** START DATA EXTRACT **

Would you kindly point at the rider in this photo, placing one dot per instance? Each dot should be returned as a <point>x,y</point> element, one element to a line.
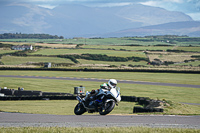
<point>111,84</point>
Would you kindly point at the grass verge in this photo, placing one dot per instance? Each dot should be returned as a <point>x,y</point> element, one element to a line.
<point>95,130</point>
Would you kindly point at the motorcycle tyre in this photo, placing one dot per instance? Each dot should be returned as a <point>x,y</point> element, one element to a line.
<point>79,109</point>
<point>109,109</point>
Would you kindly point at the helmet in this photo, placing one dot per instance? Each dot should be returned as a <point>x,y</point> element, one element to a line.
<point>112,83</point>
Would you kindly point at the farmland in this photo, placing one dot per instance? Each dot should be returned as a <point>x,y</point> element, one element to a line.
<point>160,52</point>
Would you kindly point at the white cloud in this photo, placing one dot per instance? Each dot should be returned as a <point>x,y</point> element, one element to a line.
<point>195,16</point>
<point>48,6</point>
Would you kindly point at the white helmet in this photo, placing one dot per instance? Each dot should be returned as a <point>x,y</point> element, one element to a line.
<point>112,83</point>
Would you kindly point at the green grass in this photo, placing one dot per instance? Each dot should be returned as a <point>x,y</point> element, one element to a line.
<point>89,51</point>
<point>17,60</point>
<point>141,48</point>
<point>95,130</point>
<point>194,49</point>
<point>6,51</point>
<point>92,62</point>
<point>176,94</point>
<point>56,107</point>
<point>179,78</point>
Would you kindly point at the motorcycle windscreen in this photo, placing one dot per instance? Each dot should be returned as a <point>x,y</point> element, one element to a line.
<point>116,94</point>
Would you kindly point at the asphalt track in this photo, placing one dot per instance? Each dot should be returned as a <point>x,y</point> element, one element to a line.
<point>46,120</point>
<point>105,80</point>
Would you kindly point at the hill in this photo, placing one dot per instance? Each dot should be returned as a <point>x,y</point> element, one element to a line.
<point>70,20</point>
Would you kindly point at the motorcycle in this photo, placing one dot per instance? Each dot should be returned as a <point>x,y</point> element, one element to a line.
<point>104,102</point>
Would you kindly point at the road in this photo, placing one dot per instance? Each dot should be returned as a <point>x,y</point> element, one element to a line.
<point>104,80</point>
<point>46,120</point>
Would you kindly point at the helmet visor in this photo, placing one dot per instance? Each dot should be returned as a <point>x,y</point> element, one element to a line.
<point>113,84</point>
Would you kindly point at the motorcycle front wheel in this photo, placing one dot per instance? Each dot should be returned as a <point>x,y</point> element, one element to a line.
<point>79,109</point>
<point>107,108</point>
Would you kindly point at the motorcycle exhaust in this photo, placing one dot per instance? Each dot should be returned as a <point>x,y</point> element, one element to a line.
<point>79,99</point>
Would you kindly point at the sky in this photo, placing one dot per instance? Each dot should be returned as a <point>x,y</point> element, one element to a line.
<point>189,7</point>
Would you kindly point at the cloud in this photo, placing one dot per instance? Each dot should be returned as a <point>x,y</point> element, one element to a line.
<point>191,7</point>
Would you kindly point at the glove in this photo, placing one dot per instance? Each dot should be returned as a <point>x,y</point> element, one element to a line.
<point>92,92</point>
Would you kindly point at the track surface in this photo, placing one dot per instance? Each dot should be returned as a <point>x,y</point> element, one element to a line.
<point>45,120</point>
<point>104,80</point>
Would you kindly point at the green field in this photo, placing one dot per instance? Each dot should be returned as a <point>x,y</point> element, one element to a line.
<point>145,41</point>
<point>17,60</point>
<point>176,94</point>
<point>89,51</point>
<point>95,130</point>
<point>175,53</point>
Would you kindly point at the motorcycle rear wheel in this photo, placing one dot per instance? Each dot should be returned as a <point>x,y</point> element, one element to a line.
<point>107,108</point>
<point>79,109</point>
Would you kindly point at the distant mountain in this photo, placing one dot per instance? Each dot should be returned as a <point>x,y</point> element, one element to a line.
<point>71,20</point>
<point>190,28</point>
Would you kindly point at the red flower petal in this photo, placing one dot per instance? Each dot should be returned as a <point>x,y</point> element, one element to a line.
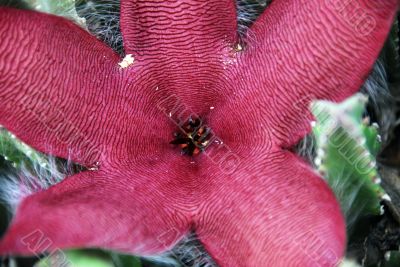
<point>273,211</point>
<point>96,210</point>
<point>54,78</point>
<point>301,50</point>
<point>183,44</point>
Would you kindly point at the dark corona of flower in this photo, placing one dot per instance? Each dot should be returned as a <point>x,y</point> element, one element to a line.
<point>193,137</point>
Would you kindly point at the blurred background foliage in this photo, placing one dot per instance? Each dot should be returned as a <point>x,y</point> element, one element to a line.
<point>356,130</point>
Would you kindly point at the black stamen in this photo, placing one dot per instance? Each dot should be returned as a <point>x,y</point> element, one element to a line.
<point>193,137</point>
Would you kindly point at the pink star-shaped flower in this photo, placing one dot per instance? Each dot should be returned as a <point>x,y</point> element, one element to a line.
<point>250,200</point>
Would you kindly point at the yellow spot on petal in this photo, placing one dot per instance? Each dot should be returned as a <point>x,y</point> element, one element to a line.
<point>127,61</point>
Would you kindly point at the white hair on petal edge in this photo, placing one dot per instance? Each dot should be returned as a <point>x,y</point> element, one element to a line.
<point>103,21</point>
<point>17,185</point>
<point>380,99</point>
<point>188,252</point>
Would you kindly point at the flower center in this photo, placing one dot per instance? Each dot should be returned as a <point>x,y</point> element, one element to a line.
<point>192,137</point>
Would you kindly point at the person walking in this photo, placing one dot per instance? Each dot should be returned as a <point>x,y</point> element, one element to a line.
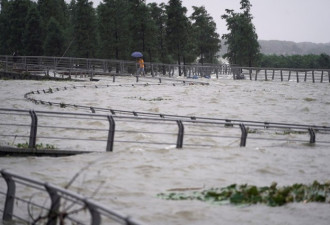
<point>141,67</point>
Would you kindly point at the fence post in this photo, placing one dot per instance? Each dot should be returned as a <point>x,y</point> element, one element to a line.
<point>10,196</point>
<point>243,136</point>
<point>53,213</point>
<point>33,129</point>
<point>179,142</point>
<point>95,215</point>
<point>312,135</point>
<point>111,134</point>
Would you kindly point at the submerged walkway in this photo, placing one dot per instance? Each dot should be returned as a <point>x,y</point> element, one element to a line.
<point>77,68</point>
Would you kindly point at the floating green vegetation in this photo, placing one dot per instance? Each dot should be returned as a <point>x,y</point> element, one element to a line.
<point>288,132</point>
<point>145,99</point>
<point>38,146</point>
<point>247,194</point>
<point>309,99</point>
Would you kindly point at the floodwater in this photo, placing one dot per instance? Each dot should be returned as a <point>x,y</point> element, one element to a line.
<point>132,175</point>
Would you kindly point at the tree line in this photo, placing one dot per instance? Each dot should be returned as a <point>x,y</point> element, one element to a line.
<point>295,61</point>
<point>113,30</point>
<point>116,28</point>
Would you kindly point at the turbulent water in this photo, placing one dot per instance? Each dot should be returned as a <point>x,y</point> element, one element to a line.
<point>132,176</point>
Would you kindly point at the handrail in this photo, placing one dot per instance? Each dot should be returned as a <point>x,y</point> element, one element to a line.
<point>58,196</point>
<point>155,120</point>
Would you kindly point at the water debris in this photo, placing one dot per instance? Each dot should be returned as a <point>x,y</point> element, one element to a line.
<point>250,194</point>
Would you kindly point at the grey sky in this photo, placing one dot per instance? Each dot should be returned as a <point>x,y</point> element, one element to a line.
<point>287,20</point>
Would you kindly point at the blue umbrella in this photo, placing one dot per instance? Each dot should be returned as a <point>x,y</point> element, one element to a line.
<point>137,54</point>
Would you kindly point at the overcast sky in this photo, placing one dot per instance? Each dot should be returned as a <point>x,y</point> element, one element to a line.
<point>286,20</point>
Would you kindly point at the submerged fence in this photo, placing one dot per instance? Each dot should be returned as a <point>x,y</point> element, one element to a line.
<point>30,201</point>
<point>67,67</point>
<point>282,74</point>
<point>108,129</point>
<point>78,67</point>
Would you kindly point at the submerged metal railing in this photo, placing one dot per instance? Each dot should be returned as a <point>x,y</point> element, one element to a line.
<point>281,74</point>
<point>110,127</point>
<point>67,67</point>
<point>35,202</point>
<point>75,67</point>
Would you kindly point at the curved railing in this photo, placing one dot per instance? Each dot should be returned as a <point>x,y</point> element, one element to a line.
<point>30,201</point>
<point>162,130</point>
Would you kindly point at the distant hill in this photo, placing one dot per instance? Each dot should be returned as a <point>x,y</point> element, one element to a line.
<point>289,48</point>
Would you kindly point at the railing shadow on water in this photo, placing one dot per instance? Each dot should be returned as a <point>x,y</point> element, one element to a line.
<point>30,201</point>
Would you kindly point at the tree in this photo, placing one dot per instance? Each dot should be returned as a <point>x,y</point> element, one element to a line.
<point>176,30</point>
<point>113,23</point>
<point>206,39</point>
<point>32,41</point>
<point>242,41</point>
<point>84,29</point>
<point>159,17</point>
<point>13,18</point>
<point>54,42</point>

** END DATA EXTRACT **

**WHAT TO WORK ON**
Rewrite the stretch from the line containing "Would you kindly point at the submerged metal" through the last line, requests included, and adjust each point coordinate by adding -42 to it.

**RESPONSE**
Would you kindly point at the submerged metal railing in this photo, placing one dot per instance? Each dot should be returned as a <point>x,y</point> element, one element to a line.
<point>239,32</point>
<point>68,85</point>
<point>25,25</point>
<point>-7,160</point>
<point>33,25</point>
Would you kindly point at the curved railing in this photo, placing one dot per instance? Each dot should be returned as a <point>x,y</point> element, one element to a line.
<point>-12,159</point>
<point>120,88</point>
Would you kindly point at the distant hill in this photo, placing one dot per instance? Each dot should be returned as a <point>x,y</point> element, one element to a line.
<point>247,6</point>
Would you kindly point at the railing shadow on water in this photo, placing one dot per instance? Each dot should be returned as a <point>x,y</point> element, one element to a line.
<point>-12,159</point>
Would you kindly point at the tree in this photo, placing one dot per instance? Each dot should be returned as a <point>x,y</point> element, one element to a line.
<point>134,-12</point>
<point>71,-19</point>
<point>164,-3</point>
<point>-10,-1</point>
<point>200,-1</point>
<point>42,-13</point>
<point>117,-25</point>
<point>-29,-24</point>
<point>12,0</point>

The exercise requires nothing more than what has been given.